### DETALHES DO EXERCÍCIO
Transcreva do texto sobre o filme ‘Raymond e Ray’ a parte que começa em "Filme visto no" e segue até "assinantes da AppleTV+.", sem alterar nada.

### TRECHO DO TEXTO
Filme visto no Festival do Rio 2022.
Muitas culturas buscam o encerramento – uma cerimônia, um gesto, um acontecimento que possa, de alguma forma, marcar e dar fim a um período, e, consequentemente, dar início a uma nova fase. O ser humano precisa desses rituais para conseguir seguir em frente, emocional e psicologicamente, sendo este um recurso bastante utilizado, inclusive, em tratamentos psiquiátricos e terapias para superação de traumas. Entretanto, é difícil assumir a necessidade de se precisar desse encerramento, pois nem sempre é fácil falar disso em voz alta. Essa é o tema de ‘Raymond e Ray’, nova comédia dramática que teve sua estreia antecipada durante o Festival do Rio esse ano e que chegou recentemente aos assinantes da AppleTV+.

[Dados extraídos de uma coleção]

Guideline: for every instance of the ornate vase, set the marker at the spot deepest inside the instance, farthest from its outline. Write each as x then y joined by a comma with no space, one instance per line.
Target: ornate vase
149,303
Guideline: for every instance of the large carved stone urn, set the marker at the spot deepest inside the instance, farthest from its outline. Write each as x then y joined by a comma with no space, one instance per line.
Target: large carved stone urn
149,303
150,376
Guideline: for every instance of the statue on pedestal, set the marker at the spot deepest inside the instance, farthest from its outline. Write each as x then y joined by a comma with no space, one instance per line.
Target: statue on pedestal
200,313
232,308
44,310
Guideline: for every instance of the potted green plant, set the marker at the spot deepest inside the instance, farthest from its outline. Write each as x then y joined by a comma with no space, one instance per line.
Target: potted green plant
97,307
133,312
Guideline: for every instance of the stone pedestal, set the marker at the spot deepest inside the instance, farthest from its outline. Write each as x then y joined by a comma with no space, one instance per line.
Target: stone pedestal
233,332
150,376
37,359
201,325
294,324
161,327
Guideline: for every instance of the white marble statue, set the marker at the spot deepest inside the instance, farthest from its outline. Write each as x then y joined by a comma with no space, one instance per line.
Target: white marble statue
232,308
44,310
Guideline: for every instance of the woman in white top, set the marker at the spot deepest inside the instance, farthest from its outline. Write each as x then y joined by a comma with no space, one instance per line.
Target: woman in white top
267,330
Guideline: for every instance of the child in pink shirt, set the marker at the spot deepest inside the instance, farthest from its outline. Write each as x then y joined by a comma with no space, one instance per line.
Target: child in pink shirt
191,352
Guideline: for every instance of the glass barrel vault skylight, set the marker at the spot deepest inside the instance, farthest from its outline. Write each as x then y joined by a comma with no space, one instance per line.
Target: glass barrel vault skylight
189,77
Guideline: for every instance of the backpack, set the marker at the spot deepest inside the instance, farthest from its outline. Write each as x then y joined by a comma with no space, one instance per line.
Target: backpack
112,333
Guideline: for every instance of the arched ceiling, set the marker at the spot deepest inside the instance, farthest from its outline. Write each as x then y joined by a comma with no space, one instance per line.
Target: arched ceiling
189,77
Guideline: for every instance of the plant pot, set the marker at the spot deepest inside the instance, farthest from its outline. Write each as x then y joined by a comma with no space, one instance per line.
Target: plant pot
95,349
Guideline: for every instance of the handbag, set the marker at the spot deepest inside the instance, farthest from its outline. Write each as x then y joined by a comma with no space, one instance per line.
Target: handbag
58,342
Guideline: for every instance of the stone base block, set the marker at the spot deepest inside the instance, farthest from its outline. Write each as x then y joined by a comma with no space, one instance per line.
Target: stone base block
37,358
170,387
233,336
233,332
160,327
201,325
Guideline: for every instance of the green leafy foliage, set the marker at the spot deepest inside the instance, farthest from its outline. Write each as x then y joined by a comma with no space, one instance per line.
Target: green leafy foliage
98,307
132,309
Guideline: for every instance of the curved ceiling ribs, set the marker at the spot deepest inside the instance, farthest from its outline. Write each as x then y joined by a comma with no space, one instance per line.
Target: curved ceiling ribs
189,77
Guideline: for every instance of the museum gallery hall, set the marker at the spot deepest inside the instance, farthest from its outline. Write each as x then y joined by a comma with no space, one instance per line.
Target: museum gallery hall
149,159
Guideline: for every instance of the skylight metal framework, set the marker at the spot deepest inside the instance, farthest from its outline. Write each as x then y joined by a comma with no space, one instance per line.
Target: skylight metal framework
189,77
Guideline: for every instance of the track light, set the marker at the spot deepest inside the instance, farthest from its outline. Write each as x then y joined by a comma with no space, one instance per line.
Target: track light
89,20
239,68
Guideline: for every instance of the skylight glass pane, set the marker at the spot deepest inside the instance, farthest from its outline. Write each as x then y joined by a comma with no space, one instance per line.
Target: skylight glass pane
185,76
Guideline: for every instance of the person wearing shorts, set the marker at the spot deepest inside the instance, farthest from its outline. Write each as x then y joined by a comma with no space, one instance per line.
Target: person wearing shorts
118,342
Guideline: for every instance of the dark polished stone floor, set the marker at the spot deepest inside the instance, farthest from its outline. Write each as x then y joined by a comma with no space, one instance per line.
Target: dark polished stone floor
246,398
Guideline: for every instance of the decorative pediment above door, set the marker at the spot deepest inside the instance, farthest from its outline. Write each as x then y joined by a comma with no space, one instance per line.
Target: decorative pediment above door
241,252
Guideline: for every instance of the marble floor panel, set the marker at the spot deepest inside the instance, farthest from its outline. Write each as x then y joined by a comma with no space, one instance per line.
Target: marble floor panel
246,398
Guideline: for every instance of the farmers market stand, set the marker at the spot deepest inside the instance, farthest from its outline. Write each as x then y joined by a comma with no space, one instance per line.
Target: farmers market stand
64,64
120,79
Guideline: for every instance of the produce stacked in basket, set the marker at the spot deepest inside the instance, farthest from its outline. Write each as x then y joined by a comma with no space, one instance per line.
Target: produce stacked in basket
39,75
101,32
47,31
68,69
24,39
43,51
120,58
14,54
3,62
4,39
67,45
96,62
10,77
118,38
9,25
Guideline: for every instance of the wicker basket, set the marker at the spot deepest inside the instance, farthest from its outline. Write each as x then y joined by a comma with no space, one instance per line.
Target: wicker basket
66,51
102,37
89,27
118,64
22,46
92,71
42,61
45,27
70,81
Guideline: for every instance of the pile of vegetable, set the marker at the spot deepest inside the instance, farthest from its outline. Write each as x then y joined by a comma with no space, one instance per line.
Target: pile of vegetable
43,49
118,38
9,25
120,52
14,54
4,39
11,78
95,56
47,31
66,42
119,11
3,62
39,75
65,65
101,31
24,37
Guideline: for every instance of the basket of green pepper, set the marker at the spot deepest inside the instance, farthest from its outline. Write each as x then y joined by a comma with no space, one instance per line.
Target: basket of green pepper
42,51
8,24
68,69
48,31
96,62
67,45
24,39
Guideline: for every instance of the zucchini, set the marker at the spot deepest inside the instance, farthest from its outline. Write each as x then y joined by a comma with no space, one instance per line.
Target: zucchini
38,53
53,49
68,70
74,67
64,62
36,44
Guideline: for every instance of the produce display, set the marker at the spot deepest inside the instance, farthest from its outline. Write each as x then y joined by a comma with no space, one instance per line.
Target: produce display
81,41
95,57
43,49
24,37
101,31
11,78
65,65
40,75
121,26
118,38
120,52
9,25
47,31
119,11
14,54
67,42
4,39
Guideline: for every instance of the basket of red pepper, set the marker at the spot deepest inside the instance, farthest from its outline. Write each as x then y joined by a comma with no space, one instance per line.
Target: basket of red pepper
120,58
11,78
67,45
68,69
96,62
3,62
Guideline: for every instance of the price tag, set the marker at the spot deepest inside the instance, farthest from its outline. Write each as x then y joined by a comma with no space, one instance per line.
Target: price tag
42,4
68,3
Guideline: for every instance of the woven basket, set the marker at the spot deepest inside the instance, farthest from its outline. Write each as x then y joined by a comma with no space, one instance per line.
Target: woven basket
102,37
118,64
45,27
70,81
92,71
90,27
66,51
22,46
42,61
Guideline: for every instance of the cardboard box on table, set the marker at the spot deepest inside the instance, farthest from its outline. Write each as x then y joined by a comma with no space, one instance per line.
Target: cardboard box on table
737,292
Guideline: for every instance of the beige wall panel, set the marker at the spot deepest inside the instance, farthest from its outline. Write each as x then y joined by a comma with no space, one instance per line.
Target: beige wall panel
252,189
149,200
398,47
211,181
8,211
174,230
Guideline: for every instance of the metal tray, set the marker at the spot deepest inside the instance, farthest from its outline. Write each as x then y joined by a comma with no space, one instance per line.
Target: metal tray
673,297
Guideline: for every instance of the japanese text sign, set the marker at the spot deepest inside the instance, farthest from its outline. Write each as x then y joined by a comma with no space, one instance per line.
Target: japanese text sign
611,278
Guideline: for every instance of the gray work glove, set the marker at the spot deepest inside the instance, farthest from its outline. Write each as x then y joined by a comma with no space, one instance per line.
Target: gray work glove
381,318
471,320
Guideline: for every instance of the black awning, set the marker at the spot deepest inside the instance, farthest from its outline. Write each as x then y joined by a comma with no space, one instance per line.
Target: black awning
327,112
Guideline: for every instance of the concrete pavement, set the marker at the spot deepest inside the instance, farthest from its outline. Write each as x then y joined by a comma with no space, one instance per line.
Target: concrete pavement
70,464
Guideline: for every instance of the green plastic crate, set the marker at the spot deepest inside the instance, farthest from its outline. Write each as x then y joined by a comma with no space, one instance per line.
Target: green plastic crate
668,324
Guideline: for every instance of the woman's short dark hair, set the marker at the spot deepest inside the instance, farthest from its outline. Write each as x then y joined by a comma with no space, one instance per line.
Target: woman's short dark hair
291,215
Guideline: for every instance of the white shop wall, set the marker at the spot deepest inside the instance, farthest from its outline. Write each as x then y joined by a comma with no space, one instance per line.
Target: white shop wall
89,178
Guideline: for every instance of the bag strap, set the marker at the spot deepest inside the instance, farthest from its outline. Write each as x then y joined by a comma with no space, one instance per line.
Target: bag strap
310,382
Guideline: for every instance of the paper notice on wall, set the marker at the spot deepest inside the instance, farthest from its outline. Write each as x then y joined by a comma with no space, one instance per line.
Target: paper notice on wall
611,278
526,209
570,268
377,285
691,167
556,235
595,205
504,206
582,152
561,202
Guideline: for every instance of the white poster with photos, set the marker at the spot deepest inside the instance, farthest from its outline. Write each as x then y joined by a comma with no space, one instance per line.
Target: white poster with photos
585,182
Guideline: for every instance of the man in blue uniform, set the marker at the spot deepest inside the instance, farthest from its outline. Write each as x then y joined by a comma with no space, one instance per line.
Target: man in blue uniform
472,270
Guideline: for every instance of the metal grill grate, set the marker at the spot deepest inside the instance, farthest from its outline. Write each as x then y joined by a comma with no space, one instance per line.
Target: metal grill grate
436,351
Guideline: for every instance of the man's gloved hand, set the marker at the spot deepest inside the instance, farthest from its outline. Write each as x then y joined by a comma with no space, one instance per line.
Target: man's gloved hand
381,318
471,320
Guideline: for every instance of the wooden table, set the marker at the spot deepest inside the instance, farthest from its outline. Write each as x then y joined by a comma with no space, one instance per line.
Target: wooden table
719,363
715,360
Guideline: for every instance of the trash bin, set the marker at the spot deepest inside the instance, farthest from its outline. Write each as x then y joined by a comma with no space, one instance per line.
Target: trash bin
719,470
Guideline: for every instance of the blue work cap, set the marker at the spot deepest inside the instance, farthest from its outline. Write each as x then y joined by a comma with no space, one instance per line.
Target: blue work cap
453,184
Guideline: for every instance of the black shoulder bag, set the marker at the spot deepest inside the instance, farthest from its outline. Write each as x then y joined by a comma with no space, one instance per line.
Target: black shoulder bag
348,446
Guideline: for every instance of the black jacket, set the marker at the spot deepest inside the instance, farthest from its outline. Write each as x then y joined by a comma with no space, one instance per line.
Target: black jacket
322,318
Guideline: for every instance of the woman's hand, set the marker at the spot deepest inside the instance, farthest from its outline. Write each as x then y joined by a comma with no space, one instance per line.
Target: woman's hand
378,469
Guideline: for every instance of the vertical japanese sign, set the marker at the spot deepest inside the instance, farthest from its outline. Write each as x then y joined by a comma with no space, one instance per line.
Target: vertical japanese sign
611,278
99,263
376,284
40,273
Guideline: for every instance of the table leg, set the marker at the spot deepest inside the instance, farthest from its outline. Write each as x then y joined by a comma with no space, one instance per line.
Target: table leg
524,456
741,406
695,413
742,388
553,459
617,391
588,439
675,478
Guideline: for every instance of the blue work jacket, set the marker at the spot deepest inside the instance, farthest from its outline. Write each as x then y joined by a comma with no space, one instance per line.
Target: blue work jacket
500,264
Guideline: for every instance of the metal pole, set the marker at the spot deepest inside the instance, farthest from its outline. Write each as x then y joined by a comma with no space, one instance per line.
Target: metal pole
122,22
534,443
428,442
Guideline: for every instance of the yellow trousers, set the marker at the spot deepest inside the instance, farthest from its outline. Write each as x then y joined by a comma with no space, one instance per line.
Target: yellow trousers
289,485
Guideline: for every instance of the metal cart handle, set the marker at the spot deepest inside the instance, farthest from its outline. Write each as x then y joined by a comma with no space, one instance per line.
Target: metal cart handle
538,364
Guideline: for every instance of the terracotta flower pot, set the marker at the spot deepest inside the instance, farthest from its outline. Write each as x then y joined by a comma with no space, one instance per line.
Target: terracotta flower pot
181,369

### SUA RESPOSTA
Filme visto no Festival do Rio 2022.
Muitas culturas buscam o encerramento – uma cerimônia, um gesto, um acontecimento que possa, de alguma forma, marcar e dar fim a um período, e, consequentemente, dar início a uma nova fase. O ser humano precisa desses rituais para conseguir seguir em frente, emocional e psicologicamente, sendo este um recurso bastante utilizado, inclusive, em tratamentos psiquiátricos e terapias para superação de traumas. Entretanto, é difícil assumir a necessidade de se precisar desse encerramento, pois nem sempre é fácil falar disso em voz alta. Essa é o tema de ‘Raymond e Ray’, nova comédia dramática que teve sua estreia antecipada durante o Festival do Rio esse ano e que chegou recentemente aos assinantes da AppleTV+.